**WORK INSTRUCTIONS**
Lay out the lines for every entry below as a numbered list, leaving out any blank lines.

===== ENTRIES PROVIDED =====

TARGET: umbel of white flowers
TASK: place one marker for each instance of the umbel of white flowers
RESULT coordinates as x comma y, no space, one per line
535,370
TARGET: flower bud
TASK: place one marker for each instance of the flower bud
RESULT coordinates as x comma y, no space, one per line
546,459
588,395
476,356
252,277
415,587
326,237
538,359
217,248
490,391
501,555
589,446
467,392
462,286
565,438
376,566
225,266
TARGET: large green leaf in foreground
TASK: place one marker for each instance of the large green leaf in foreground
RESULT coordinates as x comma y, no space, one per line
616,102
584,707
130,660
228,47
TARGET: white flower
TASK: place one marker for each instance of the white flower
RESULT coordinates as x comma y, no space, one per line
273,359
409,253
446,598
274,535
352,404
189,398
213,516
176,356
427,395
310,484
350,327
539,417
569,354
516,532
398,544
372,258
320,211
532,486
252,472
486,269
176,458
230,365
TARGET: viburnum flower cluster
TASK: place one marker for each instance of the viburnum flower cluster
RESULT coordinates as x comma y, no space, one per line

=====

**TASK ANSWER**
1. TARGET: umbel of white flowers
2. TASK: place one marker for each instance of the umbel of white flowers
3. RESULT coordinates as x comma y, no space, one per line
4. 535,370
5. TARGET: flower bud
6. TASK: place one marker for each instance of the flower bud
7. RESULT coordinates as x comma y, no space, one per line
8. 546,459
9. 588,395
10. 476,356
11. 252,277
12. 415,587
13. 326,237
14. 538,359
15. 217,248
16. 490,391
17. 501,555
18. 589,446
19. 467,392
20. 462,286
21. 565,438
22. 376,566
23. 225,266
24. TARGET: large green leaf in foreground
25. TASK: place one marker for each instance of the large green leaf in foreground
26. RESULT coordinates as x comma y, no space, one per line
27. 616,102
28. 584,707
29. 130,660
30. 228,47
31. TARGET: white flower
32. TASK: place one marker for each instance of the white flower
33. RESULT coordinates as x comma y, no space, one per line
34. 273,359
35. 409,253
36. 446,598
37. 274,535
38. 352,404
39. 189,398
40. 213,516
41. 176,356
42. 427,395
43. 310,484
44. 350,327
45. 539,417
46. 569,354
47. 516,532
48. 398,544
49. 372,258
50. 320,211
51. 532,486
52. 252,472
53. 486,269
54. 176,458
55. 230,365
56. TARGET: viburnum flower cluster
57. TASK: place one marker for each instance of the viburnum flower cluster
58. RESULT coordinates as x comma y, no space, one per line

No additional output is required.